(EXCERPT PROVIDED Opens)
To get international elite standing, I would need a 445 kg total at the 75 kg bodyweight class. So another 30 kg or 66 lbs. My goal for this time next year is to go for that. It might be the only time in the future I try to weight in at 75 kg again.

Prep Analysis

For the most part, I think what I did worked very well for me. It wasn't "typical" of what most powerlifters and powerlifting coaches have their athletes do as they taper for a meet. Typically, a week before you're doing your last attempts at openers, one each day. Then the week of, each day your doing the warm ups for one of the lifts. Monday is squat, Tuesday is bench, Wednesday is deadlift.

I've been training myself on much more volume than that. Volume the way I've been doing it makes me feel good mentally and physically. So I did my openers all in one day. Reasoning for myself is, I'm going to have to do all lifts in one day at the meet, best know how I'm going to feel deadlifting after some heavy squats.
(EXCERPT PROVIDED Closes)
§ **TASK DESCRIPTION**: Rewrite the stretch of the powerlifting training text from "To get international" through "Wednesday is deadlift.", putting "competition" in place of "meet". These records have no connection to the text.
(DATASET ENTRIES Opens)
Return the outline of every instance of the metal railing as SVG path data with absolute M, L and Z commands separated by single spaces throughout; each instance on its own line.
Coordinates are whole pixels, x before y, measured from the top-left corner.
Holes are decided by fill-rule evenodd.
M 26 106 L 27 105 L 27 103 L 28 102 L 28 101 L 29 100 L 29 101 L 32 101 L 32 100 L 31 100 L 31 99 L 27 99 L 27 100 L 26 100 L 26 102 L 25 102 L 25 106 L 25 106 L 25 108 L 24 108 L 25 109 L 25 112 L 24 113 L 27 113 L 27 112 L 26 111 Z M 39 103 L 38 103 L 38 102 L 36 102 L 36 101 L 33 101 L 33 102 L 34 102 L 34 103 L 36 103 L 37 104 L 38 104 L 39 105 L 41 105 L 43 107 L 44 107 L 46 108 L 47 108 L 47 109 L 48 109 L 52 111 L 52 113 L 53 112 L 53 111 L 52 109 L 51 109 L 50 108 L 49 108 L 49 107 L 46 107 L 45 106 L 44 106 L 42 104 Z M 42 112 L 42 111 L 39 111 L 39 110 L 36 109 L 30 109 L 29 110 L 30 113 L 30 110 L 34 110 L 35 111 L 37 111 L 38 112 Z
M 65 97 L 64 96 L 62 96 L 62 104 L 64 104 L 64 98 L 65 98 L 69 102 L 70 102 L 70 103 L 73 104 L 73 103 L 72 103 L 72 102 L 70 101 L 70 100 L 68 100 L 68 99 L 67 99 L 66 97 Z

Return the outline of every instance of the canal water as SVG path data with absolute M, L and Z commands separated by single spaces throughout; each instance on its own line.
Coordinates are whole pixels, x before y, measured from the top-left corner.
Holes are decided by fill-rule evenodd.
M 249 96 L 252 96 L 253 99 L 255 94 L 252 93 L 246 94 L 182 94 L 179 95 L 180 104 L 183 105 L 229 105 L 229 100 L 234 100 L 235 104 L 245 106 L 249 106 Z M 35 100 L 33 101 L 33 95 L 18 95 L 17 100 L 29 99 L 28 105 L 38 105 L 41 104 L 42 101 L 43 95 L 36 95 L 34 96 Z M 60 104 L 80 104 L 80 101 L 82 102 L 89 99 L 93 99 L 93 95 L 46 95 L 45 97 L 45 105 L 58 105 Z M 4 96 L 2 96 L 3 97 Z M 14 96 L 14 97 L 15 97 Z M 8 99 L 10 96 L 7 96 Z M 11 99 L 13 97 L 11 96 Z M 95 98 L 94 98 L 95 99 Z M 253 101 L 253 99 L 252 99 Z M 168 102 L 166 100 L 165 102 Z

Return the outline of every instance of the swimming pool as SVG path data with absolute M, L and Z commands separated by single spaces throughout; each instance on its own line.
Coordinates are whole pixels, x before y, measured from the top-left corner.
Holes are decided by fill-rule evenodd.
(DATASET ENTRIES Closes)
§ **SOLUTION**:
To get international elite standing, I would need a 445 kg total at the 75 kg bodyweight class. So another 30 kg or 66 lbs. My goal for this time next year is to go for that. It might be the only time in the future I try to weight in at 75 kg again.

Prep Analysis

For the most part, I think what I did worked very well for me. It wasn't "typical" of what most powerlifters and powerlifting coaches have their athletes do as they taper for a competition. Typically, a week before you're doing your last attempts at openers, one each day. Then the week of, each day your doing the warm ups for one of the lifts. Monday is squat, Tuesday is bench, Wednesday is deadlift.